Welp, here's the final fact checker
The People v. O.J. Simpson Recap: Episode 10 Fact Check
Johnnie Cochran received death threats while defending Simpson.
True. Most of the defense team endured threats and harassment, according to Lawrence Schiller’s
American Tragedy; at times this even extended to their children. Cochran’s daughter Tiffany, then working as a local TV news anchor in South Carolina, has said that she “endured death threats, nasty taunts, and general misery on a daily basis.” Robert Kardashian instructed his then-16-year-old daughter Kourtney, “Watch your rearview mirror. Be careful how you drive. Don’t come home late at night.”
Johnnie Cochran hired Louis Farrakhan’s Nation of Islam guards for protection.
Sort of. Six Fruit of Islam guards volunteered their services. But it is true, according to Jeffrey Toobin’s source book, that Robert Shapiro disapproved of the guards and “had been appalled when Cochran brought the Fruit of Islam into his entourage.” This gets mentioned in a bizarre but entertaining tangent on the lunchroom politics of the court room, which sound very similar to those of any high school. Seeing Shapiro sitting alone, having spurned the company of his co-counsels and their protectors, Toobin recounts that he and a group of journalists, “feeling a little sorry for him—and always eager to chat with an insider—asked him to sit with us. He picked up his tray, sidled over, and joined in our reveries of life after O.J. His own fantasy, he said, would be to take a month off and join Oscar De La Hoya’s training camp at Big Bear Lake.”
In her closing arguments, did Marcia Clark wish aloud that Mark Fuhrman were never born?
Pretty much: “In fact, do we wish there were no such person on the planet? Yes.”
The police officers guarding O.J. asked for his autograph while they awaited the verdict—and gossiped with the officers assigned to the jury about their deliberations.
True. Though, according to Toobin, it wasn’t just the one, as portrayed in the show. “‘All the deputies here are asking for my autograph,’ Simpson told his lawyers. ‘They hear from their boys over with the jury that it’s going to be the last chance for them to get one.’ It was the last leak in the case—from the sheriff’s deputies guarding the jury to their colleagues guarding Simpson: O.J. was going to walk.”
That final confrontation between Darden and Cochran.

- PROBLEMS TO SOLVE:
[a] Could you duplicate everything in the Episode 10 fact check from "True. Most of" down to "guards for protection."?
[b] Can you carry the Episode 10 fact check forward from its last line?

- MATERIAL PROVIDED:
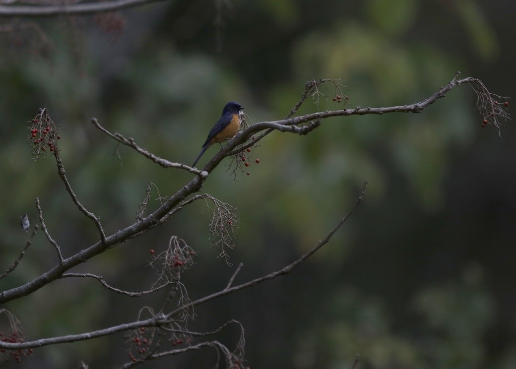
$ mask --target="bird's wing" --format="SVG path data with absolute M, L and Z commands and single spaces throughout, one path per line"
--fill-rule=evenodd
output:
M 213 126 L 213 128 L 212 128 L 211 131 L 209 131 L 209 133 L 208 134 L 208 138 L 206 139 L 206 141 L 204 142 L 204 144 L 202 146 L 202 147 L 204 147 L 207 145 L 209 143 L 209 141 L 212 140 L 212 138 L 217 135 L 217 133 L 228 126 L 228 125 L 231 122 L 231 120 L 232 119 L 232 114 L 223 114 L 220 117 L 220 119 L 219 119 L 218 121 L 217 121 L 217 123 L 215 123 L 215 125 Z

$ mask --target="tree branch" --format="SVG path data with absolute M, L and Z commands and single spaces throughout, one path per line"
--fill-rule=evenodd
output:
M 276 271 L 273 272 L 270 274 L 267 275 L 266 276 L 264 276 L 255 279 L 253 279 L 251 281 L 247 282 L 245 283 L 242 283 L 241 284 L 239 284 L 233 287 L 230 287 L 228 288 L 224 288 L 218 292 L 217 292 L 212 295 L 205 296 L 204 297 L 202 297 L 195 301 L 188 302 L 187 303 L 183 304 L 179 308 L 173 310 L 173 311 L 167 314 L 164 314 L 162 313 L 158 313 L 154 316 L 149 318 L 148 319 L 143 320 L 138 320 L 137 322 L 133 322 L 130 323 L 126 323 L 124 324 L 120 324 L 118 326 L 115 326 L 113 327 L 110 327 L 108 328 L 105 328 L 104 329 L 99 329 L 96 331 L 93 331 L 92 332 L 89 332 L 84 333 L 81 333 L 79 334 L 70 334 L 66 336 L 60 336 L 58 337 L 53 337 L 51 338 L 46 338 L 41 339 L 40 340 L 36 340 L 33 341 L 27 341 L 25 342 L 19 343 L 11 343 L 9 342 L 3 342 L 0 341 L 0 348 L 5 348 L 7 349 L 25 349 L 25 348 L 31 348 L 34 347 L 40 347 L 42 346 L 47 346 L 49 345 L 56 344 L 59 343 L 70 343 L 78 341 L 84 341 L 85 340 L 90 340 L 93 338 L 96 338 L 98 337 L 102 337 L 105 335 L 108 335 L 110 334 L 114 334 L 119 332 L 123 332 L 126 331 L 129 331 L 132 329 L 135 329 L 136 328 L 139 328 L 142 327 L 159 327 L 165 325 L 169 324 L 171 322 L 174 321 L 174 317 L 177 315 L 178 314 L 184 312 L 185 310 L 188 310 L 191 309 L 194 306 L 200 305 L 205 302 L 207 302 L 211 300 L 218 298 L 223 296 L 228 295 L 230 293 L 235 292 L 236 291 L 243 290 L 244 288 L 248 288 L 252 286 L 256 285 L 259 283 L 261 283 L 265 281 L 267 281 L 270 279 L 273 279 L 280 276 L 285 275 L 289 273 L 292 270 L 294 269 L 296 267 L 298 266 L 300 264 L 302 263 L 303 261 L 308 259 L 310 256 L 313 255 L 314 253 L 317 251 L 319 249 L 322 247 L 324 245 L 326 245 L 331 238 L 333 234 L 336 232 L 339 228 L 346 222 L 349 216 L 352 214 L 353 212 L 357 207 L 358 206 L 359 204 L 362 201 L 364 198 L 364 195 L 365 192 L 365 190 L 367 187 L 367 182 L 365 181 L 364 183 L 364 187 L 362 189 L 362 192 L 360 196 L 359 197 L 354 205 L 351 208 L 351 210 L 348 213 L 348 214 L 341 219 L 340 221 L 337 223 L 336 226 L 326 235 L 324 239 L 319 241 L 315 245 L 314 247 L 312 248 L 311 250 L 309 251 L 305 254 L 303 254 L 300 258 L 293 262 L 293 263 L 289 264 L 286 266 L 284 267 L 282 269 L 277 270 Z M 65 263 L 68 261 L 68 259 L 65 261 Z M 235 275 L 236 273 L 233 274 L 233 276 Z M 232 277 L 233 278 L 233 277 Z M 191 346 L 193 347 L 193 346 Z M 183 351 L 179 351 L 179 350 L 173 350 L 174 352 L 177 353 L 180 353 L 180 352 L 184 352 Z M 164 353 L 163 353 L 164 355 Z M 160 355 L 160 354 L 159 354 Z M 171 354 L 168 354 L 171 355 Z M 160 356 L 157 356 L 156 357 L 160 357 Z
M 85 4 L 45 5 L 0 5 L 0 17 L 52 17 L 63 14 L 84 15 L 112 11 L 164 0 L 110 0 Z

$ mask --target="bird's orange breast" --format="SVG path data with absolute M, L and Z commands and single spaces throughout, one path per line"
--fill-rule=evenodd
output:
M 231 138 L 238 132 L 240 129 L 240 118 L 238 114 L 233 114 L 233 118 L 225 128 L 215 135 L 213 138 L 213 142 L 221 142 Z

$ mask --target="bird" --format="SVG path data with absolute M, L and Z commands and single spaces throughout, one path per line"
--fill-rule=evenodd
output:
M 210 146 L 215 142 L 221 142 L 233 137 L 238 132 L 240 129 L 240 117 L 238 116 L 240 110 L 244 107 L 236 101 L 230 101 L 224 106 L 222 115 L 213 128 L 208 134 L 197 158 L 195 159 L 192 167 L 195 167 L 201 156 L 204 153 Z

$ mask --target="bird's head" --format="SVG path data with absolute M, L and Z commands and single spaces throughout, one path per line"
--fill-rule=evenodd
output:
M 236 101 L 230 101 L 224 107 L 224 110 L 222 110 L 222 114 L 224 113 L 238 114 L 240 112 L 240 110 L 244 108 L 243 106 Z

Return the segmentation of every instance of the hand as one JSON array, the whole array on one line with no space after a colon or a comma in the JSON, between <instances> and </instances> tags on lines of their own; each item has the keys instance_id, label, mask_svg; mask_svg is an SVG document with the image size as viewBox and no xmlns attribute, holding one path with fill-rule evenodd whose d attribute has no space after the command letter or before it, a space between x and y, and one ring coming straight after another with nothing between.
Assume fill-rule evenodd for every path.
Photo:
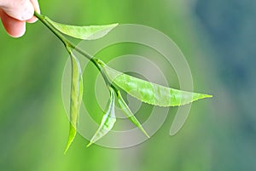
<instances>
[{"instance_id":1,"label":"hand","mask_svg":"<svg viewBox=\"0 0 256 171\"><path fill-rule=\"evenodd\" d=\"M19 37L25 34L26 22L33 23L40 13L38 0L0 0L0 18L9 35Z\"/></svg>"}]
</instances>

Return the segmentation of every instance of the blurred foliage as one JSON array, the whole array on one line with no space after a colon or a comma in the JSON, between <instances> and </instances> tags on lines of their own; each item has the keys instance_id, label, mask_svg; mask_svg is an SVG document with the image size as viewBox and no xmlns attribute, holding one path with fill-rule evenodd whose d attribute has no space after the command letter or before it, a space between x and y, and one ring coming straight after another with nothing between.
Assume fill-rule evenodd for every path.
<instances>
[{"instance_id":1,"label":"blurred foliage","mask_svg":"<svg viewBox=\"0 0 256 171\"><path fill-rule=\"evenodd\" d=\"M85 148L88 141L78 136L64 156L68 132L61 100L65 48L39 22L27 25L26 34L17 39L6 35L1 26L1 170L256 169L253 1L39 3L43 14L62 23L137 23L163 31L185 54L195 91L214 99L195 103L175 136L169 135L174 107L160 130L139 145ZM97 105L90 107L100 114ZM142 121L143 114L138 117Z\"/></svg>"}]
</instances>

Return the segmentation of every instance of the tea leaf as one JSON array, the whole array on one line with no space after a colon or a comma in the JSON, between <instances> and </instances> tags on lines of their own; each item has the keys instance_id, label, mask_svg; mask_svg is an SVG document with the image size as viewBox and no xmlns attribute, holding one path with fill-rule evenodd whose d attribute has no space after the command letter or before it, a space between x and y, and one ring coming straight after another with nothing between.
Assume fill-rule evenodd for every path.
<instances>
[{"instance_id":1,"label":"tea leaf","mask_svg":"<svg viewBox=\"0 0 256 171\"><path fill-rule=\"evenodd\" d=\"M45 17L45 20L61 32L84 40L101 38L118 26L118 24L112 24L105 26L77 26L57 23L48 17Z\"/></svg>"},{"instance_id":2,"label":"tea leaf","mask_svg":"<svg viewBox=\"0 0 256 171\"><path fill-rule=\"evenodd\" d=\"M108 101L108 111L106 113L104 113L101 125L96 134L93 135L90 143L87 145L87 147L106 135L112 129L116 122L114 114L114 91L112 88L109 88L109 91L110 99Z\"/></svg>"},{"instance_id":3,"label":"tea leaf","mask_svg":"<svg viewBox=\"0 0 256 171\"><path fill-rule=\"evenodd\" d=\"M149 135L147 134L147 132L143 128L140 122L136 118L136 117L133 115L133 113L131 111L130 108L128 107L127 104L122 98L119 92L118 92L118 103L123 111L124 114L126 116L126 117L133 123L141 131L148 137L150 138Z\"/></svg>"},{"instance_id":4,"label":"tea leaf","mask_svg":"<svg viewBox=\"0 0 256 171\"><path fill-rule=\"evenodd\" d=\"M68 140L64 153L67 151L76 136L79 109L83 97L83 77L81 66L79 60L72 53L70 53L70 58L72 66L70 128Z\"/></svg>"},{"instance_id":5,"label":"tea leaf","mask_svg":"<svg viewBox=\"0 0 256 171\"><path fill-rule=\"evenodd\" d=\"M149 83L113 70L99 60L109 79L131 96L160 106L178 106L211 98L212 95L187 92Z\"/></svg>"}]
</instances>

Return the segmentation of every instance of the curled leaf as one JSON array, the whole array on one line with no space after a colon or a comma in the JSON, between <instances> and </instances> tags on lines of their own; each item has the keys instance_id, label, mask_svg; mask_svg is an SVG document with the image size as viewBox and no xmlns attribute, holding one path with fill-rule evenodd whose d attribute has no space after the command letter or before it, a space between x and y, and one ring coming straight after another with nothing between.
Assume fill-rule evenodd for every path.
<instances>
[{"instance_id":1,"label":"curled leaf","mask_svg":"<svg viewBox=\"0 0 256 171\"><path fill-rule=\"evenodd\" d=\"M87 147L106 135L112 129L116 122L114 114L114 91L112 88L109 88L109 91L110 99L108 100L108 110L106 112L104 112L101 125L96 134L93 135L90 143L87 145Z\"/></svg>"},{"instance_id":2,"label":"curled leaf","mask_svg":"<svg viewBox=\"0 0 256 171\"><path fill-rule=\"evenodd\" d=\"M208 94L171 88L138 79L113 70L101 60L99 63L112 82L131 96L145 103L159 106L178 106L201 99L212 97Z\"/></svg>"},{"instance_id":3,"label":"curled leaf","mask_svg":"<svg viewBox=\"0 0 256 171\"><path fill-rule=\"evenodd\" d=\"M150 138L149 135L147 134L147 132L143 128L140 122L136 118L136 117L133 115L133 113L131 111L130 108L128 107L127 104L122 98L119 92L118 92L118 103L123 111L124 114L126 116L126 117L133 123L141 131L148 137Z\"/></svg>"},{"instance_id":4,"label":"curled leaf","mask_svg":"<svg viewBox=\"0 0 256 171\"><path fill-rule=\"evenodd\" d=\"M79 60L71 53L72 80L71 80L71 97L70 97L70 128L68 140L65 148L66 153L73 141L79 122L79 109L83 97L83 77L82 70Z\"/></svg>"},{"instance_id":5,"label":"curled leaf","mask_svg":"<svg viewBox=\"0 0 256 171\"><path fill-rule=\"evenodd\" d=\"M57 23L48 17L45 17L45 20L59 31L67 36L84 40L101 38L118 26L118 24L111 24L105 26L78 26Z\"/></svg>"}]
</instances>

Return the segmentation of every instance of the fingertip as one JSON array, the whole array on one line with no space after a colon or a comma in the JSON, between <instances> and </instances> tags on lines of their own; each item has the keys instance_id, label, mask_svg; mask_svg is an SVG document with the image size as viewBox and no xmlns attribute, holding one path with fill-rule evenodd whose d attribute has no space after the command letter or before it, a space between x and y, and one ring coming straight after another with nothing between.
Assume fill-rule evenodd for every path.
<instances>
[{"instance_id":1,"label":"fingertip","mask_svg":"<svg viewBox=\"0 0 256 171\"><path fill-rule=\"evenodd\" d=\"M1 12L1 19L7 33L13 37L22 37L26 32L26 22L15 20L4 12Z\"/></svg>"},{"instance_id":2,"label":"fingertip","mask_svg":"<svg viewBox=\"0 0 256 171\"><path fill-rule=\"evenodd\" d=\"M30 20L27 20L26 22L28 22L28 23L34 23L37 20L38 20L38 18L35 17L35 16L32 16L32 18L31 18Z\"/></svg>"}]
</instances>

- PER-TASK ANSWERS:
[a]
True. Most of the defense team endured threats and harassment, according to Lawrence Schiller’s
American Tragedy; at times this even extended to their children. Cochran’s daughter Tiffany, then working as a local TV news anchor in South Carolina, has said that she “endured death threats, nasty taunts, and general misery on a daily basis.” Robert Kardashian instructed his then-16-year-old daughter Kourtney, “Watch your rearview mirror. Be careful how you drive. Don’t come home late at night.”
Johnnie Cochran hired Louis Farrakhan’s Nation of Islam guards for protection.

[b]
Sort of. At some point months before the trial was over Cochran told Darden, according to Darden’s book
In Contempt, “ ‘Stay out of the racial stuff and we’ll see what we can do about getting you back in’ . . . I knew what he meant. He would see what he could do about getting me ‘back in’ the black community . . . Beneath the court case that everyone else saw, Cochran and I fought another battle, over the expectations and responsibilities of being a black man in America.”
Marcia Clark was a rape victim herself.
True. In her memoir,
Without a Doubt, she writes in horrific detail about the experience of being a young girl, 17, vacationing in Israel with friends and being assaulted by a waiter.
Chris Darden broke down and could not finish his statement at the press conference.
True. After “I’m not bitter, and I’m not angry” (which he told Oprah was a lie), he tries to go on and then, as portrayed, walks away from the podium to hug the Goldmans. To
Oprah he said of the trial it was “a mockery, a circus, a joke. It was a waste of my life. A waste of the lives of my colleagues. It was pointless.”
O.J.’s statement outside his Rockingham house.
False. While read on-screen nearly word for word, it was his oldest son Jason who delivered the speech, not O.J.
Jason Simpson gave his father a puppy upon his acquittal.
True, amazingly and weirdly: an “eight-week-old Great Dane.”
O.J. threw the “party of the century” at his Rockingham estate the night he was released—and arranged to sell the photographs to Star magazine.
True. According to Jeffrey Toobin,
Star magazine paid a six-figure sum for photos from the party, which seems to have been a sad, “quiet” affair, in contrast to the “rager” Simpson envisioned. “Only one person stayed by Simpson’s side the entire evening. That was Peter Burt, a reporter for the
Star. . .”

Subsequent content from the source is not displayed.